Dataset rows showing where objects appear

+ + + + + + +

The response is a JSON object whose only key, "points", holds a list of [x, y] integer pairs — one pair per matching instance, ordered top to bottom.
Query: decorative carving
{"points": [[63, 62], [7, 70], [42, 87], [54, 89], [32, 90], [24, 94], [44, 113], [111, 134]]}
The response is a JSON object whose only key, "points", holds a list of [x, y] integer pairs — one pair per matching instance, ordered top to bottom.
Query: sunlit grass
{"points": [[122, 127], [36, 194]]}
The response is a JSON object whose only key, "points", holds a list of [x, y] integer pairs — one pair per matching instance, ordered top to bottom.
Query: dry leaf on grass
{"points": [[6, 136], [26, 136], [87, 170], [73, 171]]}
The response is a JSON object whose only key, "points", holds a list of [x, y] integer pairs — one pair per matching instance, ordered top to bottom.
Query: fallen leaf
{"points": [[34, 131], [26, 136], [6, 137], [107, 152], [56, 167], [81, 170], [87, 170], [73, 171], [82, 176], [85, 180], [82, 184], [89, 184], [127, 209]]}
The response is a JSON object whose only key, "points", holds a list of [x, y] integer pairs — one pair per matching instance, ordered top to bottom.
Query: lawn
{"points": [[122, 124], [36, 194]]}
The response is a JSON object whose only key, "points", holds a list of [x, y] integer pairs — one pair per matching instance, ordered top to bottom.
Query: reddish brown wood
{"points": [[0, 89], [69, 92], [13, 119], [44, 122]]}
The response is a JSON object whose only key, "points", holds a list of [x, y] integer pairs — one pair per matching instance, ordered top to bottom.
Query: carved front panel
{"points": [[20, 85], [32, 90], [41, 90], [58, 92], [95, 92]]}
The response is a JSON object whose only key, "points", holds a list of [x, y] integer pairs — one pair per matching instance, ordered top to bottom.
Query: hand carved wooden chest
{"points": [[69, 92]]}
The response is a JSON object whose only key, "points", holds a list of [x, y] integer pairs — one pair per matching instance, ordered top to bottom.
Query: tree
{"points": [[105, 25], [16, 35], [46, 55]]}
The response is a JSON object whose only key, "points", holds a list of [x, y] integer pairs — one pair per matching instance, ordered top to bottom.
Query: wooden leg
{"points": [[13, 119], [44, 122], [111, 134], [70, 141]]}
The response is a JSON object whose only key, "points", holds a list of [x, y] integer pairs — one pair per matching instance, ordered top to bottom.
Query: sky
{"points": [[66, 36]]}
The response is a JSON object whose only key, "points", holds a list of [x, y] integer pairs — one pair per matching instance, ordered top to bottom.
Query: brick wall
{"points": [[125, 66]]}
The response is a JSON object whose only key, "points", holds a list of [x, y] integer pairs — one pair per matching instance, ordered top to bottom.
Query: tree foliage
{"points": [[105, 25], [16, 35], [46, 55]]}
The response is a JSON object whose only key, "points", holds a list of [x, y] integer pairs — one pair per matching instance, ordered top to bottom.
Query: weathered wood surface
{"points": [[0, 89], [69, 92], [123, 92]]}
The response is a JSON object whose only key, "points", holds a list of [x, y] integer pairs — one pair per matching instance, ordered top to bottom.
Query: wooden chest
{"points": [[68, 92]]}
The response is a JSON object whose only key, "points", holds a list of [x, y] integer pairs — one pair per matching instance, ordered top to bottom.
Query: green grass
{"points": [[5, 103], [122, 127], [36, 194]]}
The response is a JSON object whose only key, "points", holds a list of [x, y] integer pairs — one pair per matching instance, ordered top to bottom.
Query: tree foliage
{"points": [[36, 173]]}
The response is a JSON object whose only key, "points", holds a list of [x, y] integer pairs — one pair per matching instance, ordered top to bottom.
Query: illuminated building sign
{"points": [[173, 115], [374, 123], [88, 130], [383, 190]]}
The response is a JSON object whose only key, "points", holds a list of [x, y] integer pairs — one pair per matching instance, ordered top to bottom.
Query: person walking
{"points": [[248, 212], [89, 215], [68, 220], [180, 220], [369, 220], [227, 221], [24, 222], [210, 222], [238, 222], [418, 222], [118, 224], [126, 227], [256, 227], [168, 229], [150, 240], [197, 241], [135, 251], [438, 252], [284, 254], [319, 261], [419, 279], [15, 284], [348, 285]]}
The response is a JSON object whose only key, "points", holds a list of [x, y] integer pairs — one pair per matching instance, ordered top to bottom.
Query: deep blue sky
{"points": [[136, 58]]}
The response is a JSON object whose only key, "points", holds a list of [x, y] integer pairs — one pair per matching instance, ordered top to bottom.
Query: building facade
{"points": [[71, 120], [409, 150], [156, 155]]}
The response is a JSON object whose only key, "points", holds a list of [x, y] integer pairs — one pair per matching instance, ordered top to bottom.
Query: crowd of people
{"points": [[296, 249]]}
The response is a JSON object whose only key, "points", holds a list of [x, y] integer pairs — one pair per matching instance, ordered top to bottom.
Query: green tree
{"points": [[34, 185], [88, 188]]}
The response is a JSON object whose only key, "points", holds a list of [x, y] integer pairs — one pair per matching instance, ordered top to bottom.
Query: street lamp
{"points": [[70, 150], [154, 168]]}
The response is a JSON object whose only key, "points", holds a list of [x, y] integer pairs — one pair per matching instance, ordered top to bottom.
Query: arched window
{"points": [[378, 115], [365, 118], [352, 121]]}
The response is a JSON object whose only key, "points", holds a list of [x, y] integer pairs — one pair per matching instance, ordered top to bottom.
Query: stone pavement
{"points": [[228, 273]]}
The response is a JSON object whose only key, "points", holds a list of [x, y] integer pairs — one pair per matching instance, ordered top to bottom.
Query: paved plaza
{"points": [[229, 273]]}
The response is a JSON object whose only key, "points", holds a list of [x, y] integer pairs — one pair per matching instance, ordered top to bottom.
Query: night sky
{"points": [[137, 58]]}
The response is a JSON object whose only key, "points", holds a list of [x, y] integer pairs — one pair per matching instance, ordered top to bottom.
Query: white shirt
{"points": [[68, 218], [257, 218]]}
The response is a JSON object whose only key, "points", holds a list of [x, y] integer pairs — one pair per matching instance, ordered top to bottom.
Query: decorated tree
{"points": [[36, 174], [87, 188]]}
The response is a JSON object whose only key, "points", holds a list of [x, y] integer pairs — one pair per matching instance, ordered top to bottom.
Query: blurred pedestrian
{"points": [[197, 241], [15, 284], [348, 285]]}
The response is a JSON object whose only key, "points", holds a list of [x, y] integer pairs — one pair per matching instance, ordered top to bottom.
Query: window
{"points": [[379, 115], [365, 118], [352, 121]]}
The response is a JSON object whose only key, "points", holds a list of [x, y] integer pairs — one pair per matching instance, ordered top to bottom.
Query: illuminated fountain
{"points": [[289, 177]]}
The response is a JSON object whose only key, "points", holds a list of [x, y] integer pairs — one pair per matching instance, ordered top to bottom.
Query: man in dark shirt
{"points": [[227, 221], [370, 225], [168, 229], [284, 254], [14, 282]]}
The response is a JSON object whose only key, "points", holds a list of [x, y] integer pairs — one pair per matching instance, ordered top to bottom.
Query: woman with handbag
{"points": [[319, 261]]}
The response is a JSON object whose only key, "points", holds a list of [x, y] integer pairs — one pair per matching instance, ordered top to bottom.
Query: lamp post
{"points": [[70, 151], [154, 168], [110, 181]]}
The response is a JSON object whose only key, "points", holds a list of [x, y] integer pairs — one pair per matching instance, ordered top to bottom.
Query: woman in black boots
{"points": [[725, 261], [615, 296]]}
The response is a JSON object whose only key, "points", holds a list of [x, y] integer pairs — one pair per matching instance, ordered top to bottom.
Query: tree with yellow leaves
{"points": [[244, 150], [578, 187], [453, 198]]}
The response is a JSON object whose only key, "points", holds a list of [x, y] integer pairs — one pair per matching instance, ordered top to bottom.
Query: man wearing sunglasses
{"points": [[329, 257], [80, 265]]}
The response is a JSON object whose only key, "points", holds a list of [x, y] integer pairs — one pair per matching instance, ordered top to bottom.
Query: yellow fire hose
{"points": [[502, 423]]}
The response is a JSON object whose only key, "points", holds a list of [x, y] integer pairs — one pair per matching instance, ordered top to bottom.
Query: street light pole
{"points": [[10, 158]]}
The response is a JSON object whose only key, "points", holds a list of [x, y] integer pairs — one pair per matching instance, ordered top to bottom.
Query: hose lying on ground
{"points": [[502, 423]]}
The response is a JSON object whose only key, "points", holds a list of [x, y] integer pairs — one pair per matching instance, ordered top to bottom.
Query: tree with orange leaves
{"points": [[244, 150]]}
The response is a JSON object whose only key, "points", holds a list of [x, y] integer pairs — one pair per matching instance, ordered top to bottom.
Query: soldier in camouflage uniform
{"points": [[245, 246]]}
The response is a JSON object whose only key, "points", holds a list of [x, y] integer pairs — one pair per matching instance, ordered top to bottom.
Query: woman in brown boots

+ + + + + + +

*WRITTEN EXERCISE*
Extract every line above that contains the word "chest", matching case exactly.

*ANSWER TO THE TASK*
Query: hand carved wooden chest
Query: wooden chest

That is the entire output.